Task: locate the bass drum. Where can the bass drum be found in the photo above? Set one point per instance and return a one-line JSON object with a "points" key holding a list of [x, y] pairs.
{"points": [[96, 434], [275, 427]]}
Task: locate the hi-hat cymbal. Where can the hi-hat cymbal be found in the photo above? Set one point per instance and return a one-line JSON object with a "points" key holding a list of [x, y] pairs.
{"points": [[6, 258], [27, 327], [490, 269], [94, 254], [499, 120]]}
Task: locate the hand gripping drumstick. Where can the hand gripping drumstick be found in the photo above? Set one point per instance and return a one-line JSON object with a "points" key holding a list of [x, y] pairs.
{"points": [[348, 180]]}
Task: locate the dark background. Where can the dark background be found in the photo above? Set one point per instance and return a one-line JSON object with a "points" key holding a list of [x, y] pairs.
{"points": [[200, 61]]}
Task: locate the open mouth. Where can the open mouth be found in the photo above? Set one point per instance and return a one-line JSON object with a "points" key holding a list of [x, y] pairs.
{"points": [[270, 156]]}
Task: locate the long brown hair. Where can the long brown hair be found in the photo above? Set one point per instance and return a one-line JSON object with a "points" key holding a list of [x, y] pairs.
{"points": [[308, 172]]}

_____

Task objective: Recopy the entries above in their entirety, exactly.

Problem solution:
Task: locate the bass drum. Where can the bass drum be found in the photo above? Set one point per instance and return a one-line JSON object with a "points" key holding a list of [x, y] pairs.
{"points": [[96, 434], [275, 427]]}
Task: locate the hi-hat cymbal. Where can the hi-hat cymbal be found in the photo above? Set one point per instance and return a one-line JSON object with a "points" key holding a list of [x, y] pairs.
{"points": [[6, 258], [27, 327], [490, 269], [94, 254], [499, 120]]}
Task: locate the hand gripping drumstick. Where can the hand gripping drumstick be found in the photo above? Set one point per instance and return a one-line JSON object with a "points" key holding a list of [x, y] pairs.
{"points": [[348, 180]]}
Task: locate the dark background. Where can the dark background be found in the photo above? Set one point per instance and return a one-line JSON object with a "points" key holding a list of [x, y] pairs.
{"points": [[200, 61]]}
Task: locate the open mouth. Where can the open mouth be found in the photo above? Set one point per instance and return a one-line JSON object with a "points" key holding a list of [x, y] pairs.
{"points": [[270, 156]]}
Task: locate the long brown hair. Where can the long brown hair be found in the photo above? Set one point per instance and return a one-line JSON object with a "points" key holding a list of [x, y] pairs.
{"points": [[308, 172]]}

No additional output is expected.